== Written exercise ==
Reproduce, word for word, every line starting at the line that contains "of the tall" and ending with the final line of the entries.
****
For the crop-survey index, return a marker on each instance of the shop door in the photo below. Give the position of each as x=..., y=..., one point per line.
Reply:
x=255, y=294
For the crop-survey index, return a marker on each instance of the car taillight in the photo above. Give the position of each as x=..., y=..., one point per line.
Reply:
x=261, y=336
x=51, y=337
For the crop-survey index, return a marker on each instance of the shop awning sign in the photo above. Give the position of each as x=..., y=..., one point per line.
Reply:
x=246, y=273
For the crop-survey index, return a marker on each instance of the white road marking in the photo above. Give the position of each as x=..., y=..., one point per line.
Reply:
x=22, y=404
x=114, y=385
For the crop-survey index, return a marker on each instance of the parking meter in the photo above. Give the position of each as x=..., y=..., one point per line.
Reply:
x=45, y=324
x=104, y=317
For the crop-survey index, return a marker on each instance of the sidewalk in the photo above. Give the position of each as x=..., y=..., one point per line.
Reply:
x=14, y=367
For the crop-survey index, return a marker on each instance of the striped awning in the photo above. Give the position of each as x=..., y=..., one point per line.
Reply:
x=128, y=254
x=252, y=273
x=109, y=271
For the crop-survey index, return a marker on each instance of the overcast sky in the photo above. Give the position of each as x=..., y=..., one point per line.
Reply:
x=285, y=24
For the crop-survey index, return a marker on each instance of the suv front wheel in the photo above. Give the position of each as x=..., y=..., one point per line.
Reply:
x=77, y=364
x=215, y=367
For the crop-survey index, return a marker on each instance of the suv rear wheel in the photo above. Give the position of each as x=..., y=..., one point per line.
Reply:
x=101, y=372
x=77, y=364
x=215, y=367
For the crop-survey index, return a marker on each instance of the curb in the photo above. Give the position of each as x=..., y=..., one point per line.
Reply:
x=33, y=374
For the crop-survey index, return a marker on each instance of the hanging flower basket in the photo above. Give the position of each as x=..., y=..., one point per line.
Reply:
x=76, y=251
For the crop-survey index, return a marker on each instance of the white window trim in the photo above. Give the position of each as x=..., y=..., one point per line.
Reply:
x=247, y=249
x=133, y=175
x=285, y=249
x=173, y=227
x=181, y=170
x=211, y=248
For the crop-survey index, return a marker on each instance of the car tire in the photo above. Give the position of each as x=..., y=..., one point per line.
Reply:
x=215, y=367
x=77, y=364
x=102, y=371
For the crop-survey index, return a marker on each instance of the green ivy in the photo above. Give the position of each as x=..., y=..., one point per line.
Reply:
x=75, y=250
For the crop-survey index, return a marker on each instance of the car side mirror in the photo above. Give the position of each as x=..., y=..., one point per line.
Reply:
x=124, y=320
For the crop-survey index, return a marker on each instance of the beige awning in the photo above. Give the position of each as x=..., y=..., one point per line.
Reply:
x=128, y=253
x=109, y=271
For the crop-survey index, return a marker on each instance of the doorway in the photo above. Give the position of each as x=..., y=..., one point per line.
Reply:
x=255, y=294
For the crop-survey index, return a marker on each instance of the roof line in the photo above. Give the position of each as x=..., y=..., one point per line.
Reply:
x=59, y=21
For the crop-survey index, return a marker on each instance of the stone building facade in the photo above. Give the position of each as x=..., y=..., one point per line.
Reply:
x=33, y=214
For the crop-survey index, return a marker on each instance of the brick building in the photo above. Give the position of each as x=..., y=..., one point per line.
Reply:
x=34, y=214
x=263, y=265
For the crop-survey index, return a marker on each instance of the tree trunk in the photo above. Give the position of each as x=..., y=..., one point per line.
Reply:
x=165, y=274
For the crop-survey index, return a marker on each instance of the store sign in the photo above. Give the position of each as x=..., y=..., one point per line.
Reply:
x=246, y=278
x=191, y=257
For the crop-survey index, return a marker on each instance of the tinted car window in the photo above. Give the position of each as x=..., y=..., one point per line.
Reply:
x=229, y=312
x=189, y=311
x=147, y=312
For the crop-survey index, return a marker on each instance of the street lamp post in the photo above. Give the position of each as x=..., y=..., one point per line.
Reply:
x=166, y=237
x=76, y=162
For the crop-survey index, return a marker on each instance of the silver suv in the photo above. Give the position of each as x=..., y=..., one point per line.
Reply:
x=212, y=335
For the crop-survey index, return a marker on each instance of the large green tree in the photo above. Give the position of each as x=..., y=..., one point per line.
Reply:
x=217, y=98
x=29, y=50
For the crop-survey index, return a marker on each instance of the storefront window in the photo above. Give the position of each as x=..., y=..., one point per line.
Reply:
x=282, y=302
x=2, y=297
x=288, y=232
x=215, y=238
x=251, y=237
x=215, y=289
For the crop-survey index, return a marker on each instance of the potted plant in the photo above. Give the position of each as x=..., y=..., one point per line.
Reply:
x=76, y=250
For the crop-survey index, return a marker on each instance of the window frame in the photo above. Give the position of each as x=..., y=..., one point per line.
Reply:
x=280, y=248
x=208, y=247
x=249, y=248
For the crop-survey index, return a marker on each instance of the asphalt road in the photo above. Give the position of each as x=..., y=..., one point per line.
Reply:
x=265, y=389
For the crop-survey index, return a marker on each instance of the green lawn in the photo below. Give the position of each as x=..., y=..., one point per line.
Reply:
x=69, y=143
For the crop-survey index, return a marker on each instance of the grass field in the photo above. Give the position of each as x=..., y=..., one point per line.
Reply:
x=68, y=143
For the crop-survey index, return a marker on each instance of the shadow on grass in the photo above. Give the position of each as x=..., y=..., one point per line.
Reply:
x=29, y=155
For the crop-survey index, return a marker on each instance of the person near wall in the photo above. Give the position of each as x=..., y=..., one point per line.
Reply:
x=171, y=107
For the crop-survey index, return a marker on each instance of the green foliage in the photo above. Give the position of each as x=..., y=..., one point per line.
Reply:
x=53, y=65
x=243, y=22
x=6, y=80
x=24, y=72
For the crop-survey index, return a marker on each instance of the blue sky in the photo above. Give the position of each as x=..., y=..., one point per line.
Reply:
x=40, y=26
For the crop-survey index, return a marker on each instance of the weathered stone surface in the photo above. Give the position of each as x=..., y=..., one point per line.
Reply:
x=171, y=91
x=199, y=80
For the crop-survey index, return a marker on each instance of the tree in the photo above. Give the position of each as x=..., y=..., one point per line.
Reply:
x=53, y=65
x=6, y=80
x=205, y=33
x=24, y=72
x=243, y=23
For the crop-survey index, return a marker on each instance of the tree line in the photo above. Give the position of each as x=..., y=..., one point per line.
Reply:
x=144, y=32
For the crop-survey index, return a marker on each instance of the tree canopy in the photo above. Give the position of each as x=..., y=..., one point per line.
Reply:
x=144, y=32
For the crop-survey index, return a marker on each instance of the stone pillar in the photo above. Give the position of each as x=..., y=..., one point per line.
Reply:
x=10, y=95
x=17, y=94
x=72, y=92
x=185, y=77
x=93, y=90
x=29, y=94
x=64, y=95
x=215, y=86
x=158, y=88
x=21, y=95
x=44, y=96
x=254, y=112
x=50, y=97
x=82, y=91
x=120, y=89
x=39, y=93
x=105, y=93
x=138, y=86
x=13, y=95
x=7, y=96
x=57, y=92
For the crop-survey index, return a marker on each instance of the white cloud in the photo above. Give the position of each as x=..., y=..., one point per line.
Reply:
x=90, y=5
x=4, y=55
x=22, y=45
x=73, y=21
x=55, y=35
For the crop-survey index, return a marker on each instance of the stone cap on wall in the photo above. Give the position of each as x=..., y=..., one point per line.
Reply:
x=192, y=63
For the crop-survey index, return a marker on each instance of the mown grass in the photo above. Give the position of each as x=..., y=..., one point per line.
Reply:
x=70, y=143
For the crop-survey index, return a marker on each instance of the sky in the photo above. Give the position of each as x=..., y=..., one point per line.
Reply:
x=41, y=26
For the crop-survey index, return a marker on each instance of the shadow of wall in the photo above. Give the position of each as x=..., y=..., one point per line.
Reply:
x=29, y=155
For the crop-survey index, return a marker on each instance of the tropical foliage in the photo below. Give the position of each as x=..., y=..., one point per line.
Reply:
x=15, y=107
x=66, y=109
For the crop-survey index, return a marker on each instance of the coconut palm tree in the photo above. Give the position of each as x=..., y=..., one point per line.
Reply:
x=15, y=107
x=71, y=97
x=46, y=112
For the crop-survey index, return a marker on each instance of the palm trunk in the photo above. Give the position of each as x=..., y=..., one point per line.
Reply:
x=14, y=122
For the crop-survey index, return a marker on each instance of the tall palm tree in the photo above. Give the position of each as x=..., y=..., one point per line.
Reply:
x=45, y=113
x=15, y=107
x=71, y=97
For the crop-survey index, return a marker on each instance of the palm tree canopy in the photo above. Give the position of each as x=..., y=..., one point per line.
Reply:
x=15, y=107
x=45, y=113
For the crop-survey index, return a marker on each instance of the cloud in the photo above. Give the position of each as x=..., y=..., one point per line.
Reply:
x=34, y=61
****
== Exercise result ==
For the crop-survey index, return a marker on each instance of the tall palm tree in the photo above. Give the position of each as x=..., y=..., one point per line.
Reply:
x=45, y=113
x=15, y=107
x=71, y=97
For the crop-survey index, return a marker on each instance of the palm tree canopy in the photo above. Give the position of each as x=..., y=..., one point per line.
Reply:
x=15, y=107
x=45, y=113
For the crop-survey index, return a marker on each instance of the cloud in the photo above. Give the position of each as x=..., y=..., one point per line.
Reply:
x=34, y=61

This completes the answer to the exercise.